-- start of Available records --
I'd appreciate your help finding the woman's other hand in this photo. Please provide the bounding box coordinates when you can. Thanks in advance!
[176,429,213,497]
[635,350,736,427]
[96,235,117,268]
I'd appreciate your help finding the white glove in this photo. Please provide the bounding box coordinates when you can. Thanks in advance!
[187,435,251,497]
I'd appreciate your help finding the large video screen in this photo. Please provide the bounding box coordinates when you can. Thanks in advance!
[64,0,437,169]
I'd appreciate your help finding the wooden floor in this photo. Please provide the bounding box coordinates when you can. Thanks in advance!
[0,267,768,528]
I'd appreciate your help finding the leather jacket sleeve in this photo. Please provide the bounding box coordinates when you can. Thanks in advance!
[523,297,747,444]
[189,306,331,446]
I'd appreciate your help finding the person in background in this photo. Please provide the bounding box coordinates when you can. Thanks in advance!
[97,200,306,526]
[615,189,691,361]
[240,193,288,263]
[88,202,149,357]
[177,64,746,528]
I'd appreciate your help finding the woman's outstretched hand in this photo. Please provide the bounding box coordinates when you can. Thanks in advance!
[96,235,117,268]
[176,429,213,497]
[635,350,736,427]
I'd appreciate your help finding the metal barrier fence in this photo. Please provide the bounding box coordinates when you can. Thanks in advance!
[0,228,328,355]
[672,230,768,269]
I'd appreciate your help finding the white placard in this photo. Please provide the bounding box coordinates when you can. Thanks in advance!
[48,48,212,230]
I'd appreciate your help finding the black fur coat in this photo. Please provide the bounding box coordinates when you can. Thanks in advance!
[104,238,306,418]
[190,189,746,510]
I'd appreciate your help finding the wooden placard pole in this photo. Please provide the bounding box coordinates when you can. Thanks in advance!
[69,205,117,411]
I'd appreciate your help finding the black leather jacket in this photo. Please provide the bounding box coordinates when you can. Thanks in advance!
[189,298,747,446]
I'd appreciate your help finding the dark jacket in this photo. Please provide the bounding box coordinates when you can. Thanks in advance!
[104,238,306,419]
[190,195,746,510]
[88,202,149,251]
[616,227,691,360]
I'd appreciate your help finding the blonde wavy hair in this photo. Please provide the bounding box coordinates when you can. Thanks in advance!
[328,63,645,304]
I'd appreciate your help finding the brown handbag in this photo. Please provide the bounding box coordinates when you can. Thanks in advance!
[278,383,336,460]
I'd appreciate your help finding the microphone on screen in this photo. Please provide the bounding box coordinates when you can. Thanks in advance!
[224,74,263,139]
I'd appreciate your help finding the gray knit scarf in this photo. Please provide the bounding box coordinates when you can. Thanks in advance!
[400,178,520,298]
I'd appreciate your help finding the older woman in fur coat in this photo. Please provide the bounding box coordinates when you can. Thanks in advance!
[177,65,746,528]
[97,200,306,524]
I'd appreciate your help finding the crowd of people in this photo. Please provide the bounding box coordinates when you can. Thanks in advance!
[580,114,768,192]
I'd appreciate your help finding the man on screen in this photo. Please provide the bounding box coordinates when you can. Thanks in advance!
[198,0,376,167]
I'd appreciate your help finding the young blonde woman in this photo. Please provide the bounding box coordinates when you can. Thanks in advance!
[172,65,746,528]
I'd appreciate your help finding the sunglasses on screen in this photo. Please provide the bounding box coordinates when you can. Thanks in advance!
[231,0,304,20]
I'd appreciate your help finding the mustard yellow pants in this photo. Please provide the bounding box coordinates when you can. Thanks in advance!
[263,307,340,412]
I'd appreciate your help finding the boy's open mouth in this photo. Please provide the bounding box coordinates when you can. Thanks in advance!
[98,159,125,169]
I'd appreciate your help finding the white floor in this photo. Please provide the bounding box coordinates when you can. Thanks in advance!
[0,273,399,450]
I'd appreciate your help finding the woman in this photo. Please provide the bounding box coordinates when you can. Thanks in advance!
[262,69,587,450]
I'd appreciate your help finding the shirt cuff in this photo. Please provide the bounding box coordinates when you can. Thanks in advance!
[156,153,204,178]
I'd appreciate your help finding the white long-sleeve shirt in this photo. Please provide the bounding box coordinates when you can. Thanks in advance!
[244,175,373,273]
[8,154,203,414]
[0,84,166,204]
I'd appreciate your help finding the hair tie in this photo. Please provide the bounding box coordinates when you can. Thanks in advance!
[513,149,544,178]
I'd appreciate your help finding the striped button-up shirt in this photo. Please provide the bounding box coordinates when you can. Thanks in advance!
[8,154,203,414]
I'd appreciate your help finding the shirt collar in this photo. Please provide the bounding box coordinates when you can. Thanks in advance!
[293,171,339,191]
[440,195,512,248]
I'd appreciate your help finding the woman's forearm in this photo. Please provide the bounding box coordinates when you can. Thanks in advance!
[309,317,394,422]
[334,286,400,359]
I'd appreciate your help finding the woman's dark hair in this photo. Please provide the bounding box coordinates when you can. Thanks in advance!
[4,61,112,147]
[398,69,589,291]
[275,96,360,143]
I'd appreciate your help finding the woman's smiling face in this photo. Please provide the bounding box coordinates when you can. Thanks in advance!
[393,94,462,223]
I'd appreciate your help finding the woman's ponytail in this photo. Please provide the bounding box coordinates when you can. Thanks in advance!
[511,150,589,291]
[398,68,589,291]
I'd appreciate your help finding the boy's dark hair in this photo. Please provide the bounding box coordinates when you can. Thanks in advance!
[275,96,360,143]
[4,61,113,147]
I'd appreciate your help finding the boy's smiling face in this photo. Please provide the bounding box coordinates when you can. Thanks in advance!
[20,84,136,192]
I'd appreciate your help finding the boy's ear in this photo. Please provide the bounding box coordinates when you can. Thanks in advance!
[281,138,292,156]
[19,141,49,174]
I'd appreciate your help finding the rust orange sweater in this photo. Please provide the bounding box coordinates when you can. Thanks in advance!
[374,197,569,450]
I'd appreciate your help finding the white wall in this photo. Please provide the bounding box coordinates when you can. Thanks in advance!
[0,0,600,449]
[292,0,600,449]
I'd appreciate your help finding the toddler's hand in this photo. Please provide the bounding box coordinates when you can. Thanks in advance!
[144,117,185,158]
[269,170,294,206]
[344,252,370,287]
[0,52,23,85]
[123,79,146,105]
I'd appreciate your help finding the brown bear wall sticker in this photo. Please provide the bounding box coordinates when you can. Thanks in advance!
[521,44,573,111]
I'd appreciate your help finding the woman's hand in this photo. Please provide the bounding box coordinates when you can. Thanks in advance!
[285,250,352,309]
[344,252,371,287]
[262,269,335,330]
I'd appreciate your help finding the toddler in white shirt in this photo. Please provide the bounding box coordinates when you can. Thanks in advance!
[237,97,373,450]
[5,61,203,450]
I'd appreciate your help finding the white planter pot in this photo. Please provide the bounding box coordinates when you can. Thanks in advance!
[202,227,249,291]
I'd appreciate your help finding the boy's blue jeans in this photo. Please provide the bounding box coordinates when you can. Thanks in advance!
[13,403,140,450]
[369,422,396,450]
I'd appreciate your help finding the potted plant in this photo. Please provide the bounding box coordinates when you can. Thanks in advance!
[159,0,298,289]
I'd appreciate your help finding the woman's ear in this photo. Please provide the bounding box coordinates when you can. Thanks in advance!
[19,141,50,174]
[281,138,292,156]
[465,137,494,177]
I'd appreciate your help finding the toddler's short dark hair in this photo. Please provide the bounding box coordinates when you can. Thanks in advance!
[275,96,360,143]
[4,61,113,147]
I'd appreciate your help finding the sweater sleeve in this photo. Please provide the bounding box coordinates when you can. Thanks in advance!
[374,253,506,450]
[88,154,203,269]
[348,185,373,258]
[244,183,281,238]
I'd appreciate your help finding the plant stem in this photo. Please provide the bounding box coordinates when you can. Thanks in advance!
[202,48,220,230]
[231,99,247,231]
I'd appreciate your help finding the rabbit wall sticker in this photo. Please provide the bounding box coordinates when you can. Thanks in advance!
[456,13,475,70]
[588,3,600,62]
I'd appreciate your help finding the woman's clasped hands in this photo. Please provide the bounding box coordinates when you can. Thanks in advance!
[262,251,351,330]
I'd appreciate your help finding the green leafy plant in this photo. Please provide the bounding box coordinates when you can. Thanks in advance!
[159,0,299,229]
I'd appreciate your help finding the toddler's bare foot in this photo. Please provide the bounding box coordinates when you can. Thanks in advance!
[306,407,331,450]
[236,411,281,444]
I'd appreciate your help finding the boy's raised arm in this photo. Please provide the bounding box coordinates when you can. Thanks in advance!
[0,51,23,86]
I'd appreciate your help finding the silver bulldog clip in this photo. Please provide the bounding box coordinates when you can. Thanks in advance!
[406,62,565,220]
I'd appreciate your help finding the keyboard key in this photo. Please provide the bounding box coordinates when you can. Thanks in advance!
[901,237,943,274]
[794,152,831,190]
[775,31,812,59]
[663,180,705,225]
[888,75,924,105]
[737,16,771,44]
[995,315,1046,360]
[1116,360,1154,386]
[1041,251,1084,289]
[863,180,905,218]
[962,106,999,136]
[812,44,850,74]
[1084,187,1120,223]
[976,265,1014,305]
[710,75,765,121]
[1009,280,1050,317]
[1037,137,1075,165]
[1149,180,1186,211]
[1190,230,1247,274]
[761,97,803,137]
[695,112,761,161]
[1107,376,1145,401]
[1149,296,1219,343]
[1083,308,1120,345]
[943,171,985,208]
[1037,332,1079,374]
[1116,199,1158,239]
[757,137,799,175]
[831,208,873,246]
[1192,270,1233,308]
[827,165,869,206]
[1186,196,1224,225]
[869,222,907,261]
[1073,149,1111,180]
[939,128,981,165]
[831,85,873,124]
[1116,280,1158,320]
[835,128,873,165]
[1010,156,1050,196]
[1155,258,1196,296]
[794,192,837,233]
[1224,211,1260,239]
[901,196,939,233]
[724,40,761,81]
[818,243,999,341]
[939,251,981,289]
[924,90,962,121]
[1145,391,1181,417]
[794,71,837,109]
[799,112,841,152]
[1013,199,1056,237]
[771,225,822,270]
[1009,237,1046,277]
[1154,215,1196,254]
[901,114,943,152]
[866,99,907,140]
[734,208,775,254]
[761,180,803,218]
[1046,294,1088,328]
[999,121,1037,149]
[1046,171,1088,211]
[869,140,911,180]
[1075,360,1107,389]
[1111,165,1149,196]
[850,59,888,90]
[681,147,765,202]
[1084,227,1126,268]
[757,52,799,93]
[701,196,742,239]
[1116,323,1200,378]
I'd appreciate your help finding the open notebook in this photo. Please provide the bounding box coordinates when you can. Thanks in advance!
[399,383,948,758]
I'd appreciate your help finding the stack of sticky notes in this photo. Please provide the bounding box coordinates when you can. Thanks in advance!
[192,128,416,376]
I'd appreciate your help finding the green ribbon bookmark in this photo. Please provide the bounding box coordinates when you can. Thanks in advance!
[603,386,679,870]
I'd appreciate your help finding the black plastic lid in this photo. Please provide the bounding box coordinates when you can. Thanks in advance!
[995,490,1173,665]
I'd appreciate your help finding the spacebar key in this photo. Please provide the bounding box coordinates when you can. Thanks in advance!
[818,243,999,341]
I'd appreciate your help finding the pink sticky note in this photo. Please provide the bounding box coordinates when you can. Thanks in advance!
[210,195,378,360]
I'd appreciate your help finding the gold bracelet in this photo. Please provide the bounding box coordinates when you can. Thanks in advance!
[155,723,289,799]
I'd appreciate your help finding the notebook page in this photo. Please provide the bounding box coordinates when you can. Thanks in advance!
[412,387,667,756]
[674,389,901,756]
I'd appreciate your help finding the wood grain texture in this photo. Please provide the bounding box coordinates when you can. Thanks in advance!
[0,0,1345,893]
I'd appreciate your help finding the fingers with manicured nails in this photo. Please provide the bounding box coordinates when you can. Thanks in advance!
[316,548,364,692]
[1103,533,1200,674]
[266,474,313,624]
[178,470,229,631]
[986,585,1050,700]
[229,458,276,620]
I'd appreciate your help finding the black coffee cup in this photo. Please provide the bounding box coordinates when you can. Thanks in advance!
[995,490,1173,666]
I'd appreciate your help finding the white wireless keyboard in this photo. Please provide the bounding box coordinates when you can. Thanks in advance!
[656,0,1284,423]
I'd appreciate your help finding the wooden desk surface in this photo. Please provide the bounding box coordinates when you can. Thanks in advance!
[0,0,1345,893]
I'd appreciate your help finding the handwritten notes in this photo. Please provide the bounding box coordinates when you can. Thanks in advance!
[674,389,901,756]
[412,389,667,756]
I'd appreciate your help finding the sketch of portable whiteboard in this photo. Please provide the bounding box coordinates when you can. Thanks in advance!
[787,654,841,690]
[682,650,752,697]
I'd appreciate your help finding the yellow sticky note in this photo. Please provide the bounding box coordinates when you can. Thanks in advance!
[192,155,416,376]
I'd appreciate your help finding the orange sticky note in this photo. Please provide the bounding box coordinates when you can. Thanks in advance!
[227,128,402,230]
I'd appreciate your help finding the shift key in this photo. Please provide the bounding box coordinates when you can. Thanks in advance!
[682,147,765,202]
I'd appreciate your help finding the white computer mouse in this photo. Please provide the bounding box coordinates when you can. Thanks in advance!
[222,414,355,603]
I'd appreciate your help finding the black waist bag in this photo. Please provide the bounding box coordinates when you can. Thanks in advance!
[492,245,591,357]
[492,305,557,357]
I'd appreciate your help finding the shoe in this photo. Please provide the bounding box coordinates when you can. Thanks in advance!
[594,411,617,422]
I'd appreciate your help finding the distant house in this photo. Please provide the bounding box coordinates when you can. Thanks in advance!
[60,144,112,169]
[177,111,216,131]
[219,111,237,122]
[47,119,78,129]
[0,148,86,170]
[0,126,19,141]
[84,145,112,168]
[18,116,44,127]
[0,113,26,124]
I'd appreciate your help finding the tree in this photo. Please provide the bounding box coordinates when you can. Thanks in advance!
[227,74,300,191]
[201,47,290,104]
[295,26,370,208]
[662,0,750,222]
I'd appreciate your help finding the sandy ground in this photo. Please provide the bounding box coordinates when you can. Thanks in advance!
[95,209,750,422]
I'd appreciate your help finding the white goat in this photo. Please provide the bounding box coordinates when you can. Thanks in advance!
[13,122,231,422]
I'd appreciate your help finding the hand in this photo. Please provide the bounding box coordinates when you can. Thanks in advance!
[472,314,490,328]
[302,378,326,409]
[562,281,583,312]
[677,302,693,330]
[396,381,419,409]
-- end of Available records --
→ **What is asked**
Express the part of the listing that opens with its first line and closes with the line containing "[189,306,331,446]" as a two-column CSV with the header task,value. Give one row per task, placing its text under task and its answer under value, each in a single quoted field with line breaks replaced by spaces.

→ **Complete answer**
task,value
"I'd appreciate your help finding the woman's other hand in this photo. Please provide the bounding box coordinates when you can. Thanks in advance!","[176,429,213,497] [635,350,736,427] [96,235,117,268]"
"I'd appreciate your help finding the white glove in this photo. Please provide the bounding box coordinates when you can. Thanks in advance!","[187,435,251,497]"
"I'd appreciate your help finding the large video screen in this photo. Please provide the bounding box coordinates when you can. Thanks in advance!","[64,0,437,169]"
"I'd appreciate your help finding the wooden floor in this photo. Please provide the bounding box coordinates when you can. Thanks in advance!","[0,267,768,528]"
"I'd appreciate your help finding the leather jacket sleeve in this photo. Please provide the bounding box coordinates when you can. Thanks in advance!","[523,297,747,444] [189,306,331,446]"